• _Text provided_:
---
I returned to a veritable ski slope on the stairs to my garden apartment (aka basement apt). If it weren't for the exceptionally kind man who offered to hand me down my suitcase if I could get myself down the stairs who waited patiently while I hacked my way, step by precarious step, through the ice and snow with only the heels of my little black flats, I'd still be standing out on the street shivering with my carry-on luggage sitting forlornly beside me. I was only gone Thursday to Sunday; what'd y'all do while I was away?

Now that I'm back, and pouring myself into the next projects, a screenplay reading and the return of Flashback, I've taken up the Rebecca wrap with sleeves again and am thrilled by how soft and luxurious the soft green GGH yarn is, and their version of fisherman's rib is just about a quarter step above completely mindless knitting -- just what I need these days!

Monday, March 12, 2007

Theory du jour

If I blogged properly, I wouldn't be getting any knitting or sewing done at all, now would I?

Well that's what I'm telling myself these days, anyway. And there is knitting and embroidery time aplenty on the horizon, as I am jetting off to LOS ANGELES for a few days at the end of this week. PlayBall! is screening at the San Fernando Valley International Film Festival, and I could not be more pleased. Ok, I could be more pleased if it were the Academy Awards. Or if M. Y were able to accompany me on the trip. But, all in all, I have to say: pretty darn pleased. And exceedingly pleased with myself for going! It was one of those things you say 'yes' to because you know you have to, even though you're not sure how you're going to, and having done that, everything just keeps working out. I'll be staying with my friend & collaborator who moved out there herself just over a month ago, I'll be visiting with other friends there, I'll be going to the SFVIFF gala and our film's screening the next afternoon -- hopefully I'll even make it to the beach and to a meeting with a casting director. All in three days! Most significantly, perhaps, I'll be back in LA for the first time since I moved from there to England (London, as opposed to my earlier move to Oxford), many, many years ago. Can't remember exactly how many. It's a lot, though. London was before New York, and New York's been a bloody long time. Anyway, the clothes I thought I was ill-advisedly buying these past couple of weeks are already packed as perfect travel clothes; I've re-stocked my sorely depleted makeup bag with some super yummy Kevin Aucoin colors; I'm getting my hair done, a manicure and pedicure, and generally living the life of the glamorous star this week. Or a reasonable facsimile thereof.

The knitting? Rebecca's wrap with sleeves - soft, fluffy, and guaranteed to be soothing in its simplicity. The embroidery? Pillowcases to be adorned with fleur de lis in varying shades of blue for M. Y's birthday. I fly back Sunday in time for his birthday dinner, so I expect there'll be a bit more embroidery than knitting on this trip, but we'll see how it goes. I traced little fleur de lis onto the pillowcases yesterday and can't wait to see how they work out!

The birthday dinner? M. Y is cooking -- but I'll be making dinner for him on my birthday the following weekend, so it all works out!
---
Photo-based referring expression records
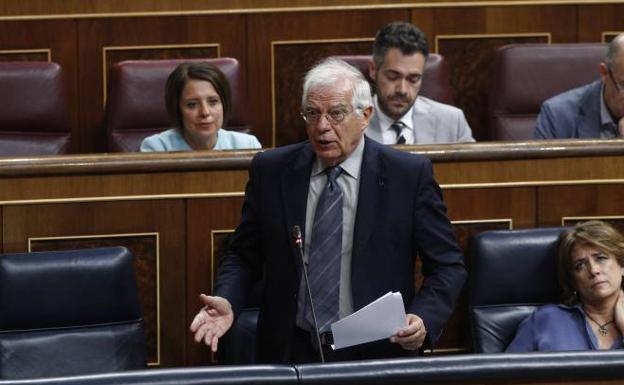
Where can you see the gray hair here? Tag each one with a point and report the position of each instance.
(330, 72)
(614, 49)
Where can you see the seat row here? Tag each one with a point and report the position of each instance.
(553, 368)
(34, 112)
(94, 322)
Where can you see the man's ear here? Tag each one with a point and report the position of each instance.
(366, 115)
(372, 69)
(604, 72)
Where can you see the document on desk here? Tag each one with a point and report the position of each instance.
(379, 319)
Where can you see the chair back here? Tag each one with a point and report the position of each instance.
(436, 83)
(34, 109)
(512, 273)
(69, 313)
(135, 105)
(525, 75)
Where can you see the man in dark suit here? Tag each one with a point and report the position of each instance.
(391, 210)
(595, 110)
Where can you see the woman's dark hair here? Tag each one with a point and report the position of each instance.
(198, 71)
(598, 234)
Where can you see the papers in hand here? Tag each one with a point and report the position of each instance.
(379, 319)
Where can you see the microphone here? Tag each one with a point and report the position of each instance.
(299, 243)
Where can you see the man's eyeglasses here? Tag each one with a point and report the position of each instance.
(334, 116)
(619, 87)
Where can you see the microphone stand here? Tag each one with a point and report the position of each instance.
(299, 242)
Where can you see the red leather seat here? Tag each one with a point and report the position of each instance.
(525, 75)
(135, 106)
(436, 84)
(34, 111)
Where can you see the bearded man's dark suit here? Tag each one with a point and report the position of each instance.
(400, 215)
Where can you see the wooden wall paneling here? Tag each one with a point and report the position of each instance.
(471, 212)
(153, 38)
(131, 223)
(590, 200)
(291, 60)
(306, 28)
(46, 40)
(208, 223)
(596, 20)
(479, 204)
(468, 37)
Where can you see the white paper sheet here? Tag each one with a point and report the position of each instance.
(379, 319)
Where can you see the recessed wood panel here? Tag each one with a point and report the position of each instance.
(594, 20)
(144, 248)
(91, 224)
(558, 202)
(208, 223)
(181, 31)
(486, 204)
(42, 54)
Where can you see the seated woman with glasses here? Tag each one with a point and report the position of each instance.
(198, 101)
(590, 265)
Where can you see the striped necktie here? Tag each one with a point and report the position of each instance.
(398, 128)
(325, 253)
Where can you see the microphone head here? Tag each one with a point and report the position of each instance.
(296, 231)
(297, 235)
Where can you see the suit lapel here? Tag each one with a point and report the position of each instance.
(425, 123)
(372, 182)
(294, 188)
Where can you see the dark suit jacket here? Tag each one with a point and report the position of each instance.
(400, 214)
(572, 114)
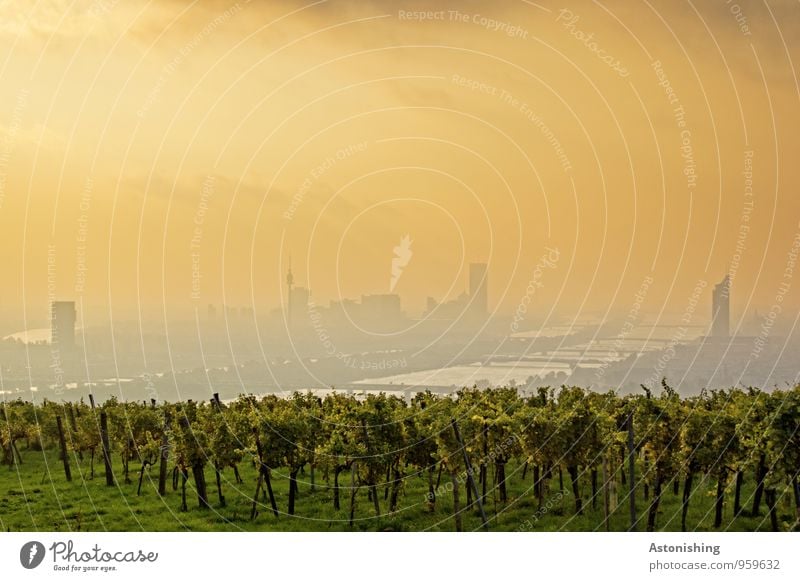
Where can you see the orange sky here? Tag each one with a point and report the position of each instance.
(330, 130)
---
• _Work to complete_:
Summarize the blog post above in three sentences.

• _Expected answer_:
The writer is flying to Los Angeles for a few days because PlayBall! is screening at the San Fernando Valley International Film Festival, and it will be the first visit to LA since moving from there to England many years ago. During the trip the writer plans to knit the Rebecca wrap with sleeves and to embroider pillowcases with blue fleur de lis for M. Y's birthday, flying back Sunday in time for his birthday dinner. After coming home to icy, snowy stairs at the garden apartment, the writer took up the Rebecca wrap again and is thrilled with the soft green GGH yarn.